| SOURCE TEXT |
=== Section Start ===

I read the names carved in stone and wondered what their lives were like, how they lived, how they loved, how they died, who they left behind. And I wept. I grieved for the LGBTQ teenagers left to fend for themselves when unsupportive parents kick them out of the house. I grieved for persons living with HIV who can’t afford the medications that will keep them alive. I grieved for the AIDS-affected Catholics who long ago left our church when they didn’t find the communities and liturgies to be spaces of inclusive love and justice.

The theme this year’s World AIDS Day is “Communities Make the Difference.” According to UNAIDS, this theme invites us to “recognize the essential role that communities have played and continue to play in the AIDS response at the international, national, and local levels.” Their report highlights the need for meaningful partnerships with communities, and it commits to ensuring that at least 30% of all service delivery is community-led by 2030.

This focus on community aligns with the principles and methods of Catholic social teachings. A Catholic understanding of the human person asserts that we are social creatures by nature and that we can only thrive in communities. Catholic social teachings offer principles of human dignity, the common good, solidarity, subsidiarity, participation, preferential option for the poor, and others; these principles do not present easy answers to complex social problems but they do emphasize what must be key priorities in any authentically Christian response to social problems.

=== Section End ===

| THE DATA |
=== Section Start ===

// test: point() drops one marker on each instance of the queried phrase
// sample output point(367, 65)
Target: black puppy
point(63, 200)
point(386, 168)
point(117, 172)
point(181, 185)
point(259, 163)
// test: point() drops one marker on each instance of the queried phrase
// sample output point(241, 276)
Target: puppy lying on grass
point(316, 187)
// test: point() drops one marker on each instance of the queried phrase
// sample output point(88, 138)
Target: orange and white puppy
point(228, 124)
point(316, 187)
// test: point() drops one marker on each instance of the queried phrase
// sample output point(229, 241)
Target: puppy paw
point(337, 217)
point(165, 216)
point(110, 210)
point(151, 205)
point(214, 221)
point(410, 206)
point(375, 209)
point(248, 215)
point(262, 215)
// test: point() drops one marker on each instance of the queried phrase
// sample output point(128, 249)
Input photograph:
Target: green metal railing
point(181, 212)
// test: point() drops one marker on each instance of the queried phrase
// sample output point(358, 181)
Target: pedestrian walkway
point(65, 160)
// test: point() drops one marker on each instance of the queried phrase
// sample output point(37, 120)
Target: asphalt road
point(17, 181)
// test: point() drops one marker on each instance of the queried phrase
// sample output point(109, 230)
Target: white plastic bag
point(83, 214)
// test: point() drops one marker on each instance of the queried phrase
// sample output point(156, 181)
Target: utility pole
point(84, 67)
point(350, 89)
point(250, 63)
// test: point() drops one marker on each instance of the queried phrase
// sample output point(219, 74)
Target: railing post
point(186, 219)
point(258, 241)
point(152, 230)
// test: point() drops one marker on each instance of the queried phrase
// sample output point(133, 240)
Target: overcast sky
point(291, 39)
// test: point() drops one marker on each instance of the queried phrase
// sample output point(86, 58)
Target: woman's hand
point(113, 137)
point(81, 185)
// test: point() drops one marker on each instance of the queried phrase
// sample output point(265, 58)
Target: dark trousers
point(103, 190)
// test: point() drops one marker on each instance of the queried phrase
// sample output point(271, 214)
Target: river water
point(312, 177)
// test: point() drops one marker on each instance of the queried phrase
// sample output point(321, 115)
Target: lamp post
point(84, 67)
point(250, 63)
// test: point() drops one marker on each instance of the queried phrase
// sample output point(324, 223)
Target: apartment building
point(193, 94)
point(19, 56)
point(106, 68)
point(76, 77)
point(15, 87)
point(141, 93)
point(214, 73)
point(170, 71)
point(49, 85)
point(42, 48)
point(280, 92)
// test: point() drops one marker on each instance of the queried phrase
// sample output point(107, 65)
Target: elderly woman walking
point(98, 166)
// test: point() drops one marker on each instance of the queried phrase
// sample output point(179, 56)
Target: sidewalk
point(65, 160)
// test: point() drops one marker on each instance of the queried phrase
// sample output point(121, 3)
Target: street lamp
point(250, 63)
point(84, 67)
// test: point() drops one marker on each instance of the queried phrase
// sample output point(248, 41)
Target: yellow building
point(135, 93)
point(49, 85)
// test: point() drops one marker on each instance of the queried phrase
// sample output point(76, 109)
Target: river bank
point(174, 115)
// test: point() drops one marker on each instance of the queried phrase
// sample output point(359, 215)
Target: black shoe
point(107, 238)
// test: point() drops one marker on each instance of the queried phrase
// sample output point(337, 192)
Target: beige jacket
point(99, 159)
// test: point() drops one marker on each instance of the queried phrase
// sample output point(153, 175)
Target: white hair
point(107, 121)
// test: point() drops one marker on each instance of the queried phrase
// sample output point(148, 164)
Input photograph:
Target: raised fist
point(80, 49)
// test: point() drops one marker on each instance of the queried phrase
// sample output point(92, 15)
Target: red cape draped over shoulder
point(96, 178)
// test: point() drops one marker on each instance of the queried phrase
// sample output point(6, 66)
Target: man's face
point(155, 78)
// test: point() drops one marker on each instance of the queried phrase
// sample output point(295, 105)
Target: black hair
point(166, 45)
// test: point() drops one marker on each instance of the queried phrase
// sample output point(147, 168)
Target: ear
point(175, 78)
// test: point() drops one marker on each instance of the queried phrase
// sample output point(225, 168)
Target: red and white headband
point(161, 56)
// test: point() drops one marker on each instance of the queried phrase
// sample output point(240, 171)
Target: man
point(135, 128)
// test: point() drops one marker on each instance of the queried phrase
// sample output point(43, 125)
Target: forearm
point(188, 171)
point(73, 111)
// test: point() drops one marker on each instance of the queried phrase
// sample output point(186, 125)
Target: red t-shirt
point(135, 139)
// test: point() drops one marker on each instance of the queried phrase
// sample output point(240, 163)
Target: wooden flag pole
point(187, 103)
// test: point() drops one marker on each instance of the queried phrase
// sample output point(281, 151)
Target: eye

=== Section End ===

| EXERCISE SET |
(1) Rewrite the passage starting with "The theme this" and going on through "community-led by 2030.", replacing "partnerships" with "collaborations".
(2) Decide whether each statement below agrees with the passage, answering yes or no and quoting the words from the passage that decide it.
(a) This year's World AIDS Day theme is "Communities Make the Difference."
(b) UNAIDS commits to at least 50% of service delivery being community-led by 2030.
(c) Catholic social teachings are said to present easy answers to complex social problems.
(3) According to the passage, what does a Catholic understanding of the human person assert?

| RESPONSE LIST |
(1)
The theme this year’s World AIDS Day is “Communities Make the Difference.” According to UNAIDS, this theme invites us to “recognize the essential role that communities have played and continue to play in the AIDS response at the international, national, and local levels.” Their report highlights the need for meaningful collaborations with communities, and it commits to ensuring that at least 30% of all service delivery is community-led by 2030.

(2)
(a) Yes: "The theme this year’s World AIDS Day is “Communities Make the Difference.”"
(b) No: "it commits to ensuring that at least 30% of all service delivery is community-led by 2030"
(c) No: "these principles do not present easy answers to complex social problems"

(3) It asserts that we are social creatures by nature and that we can only thrive in communities.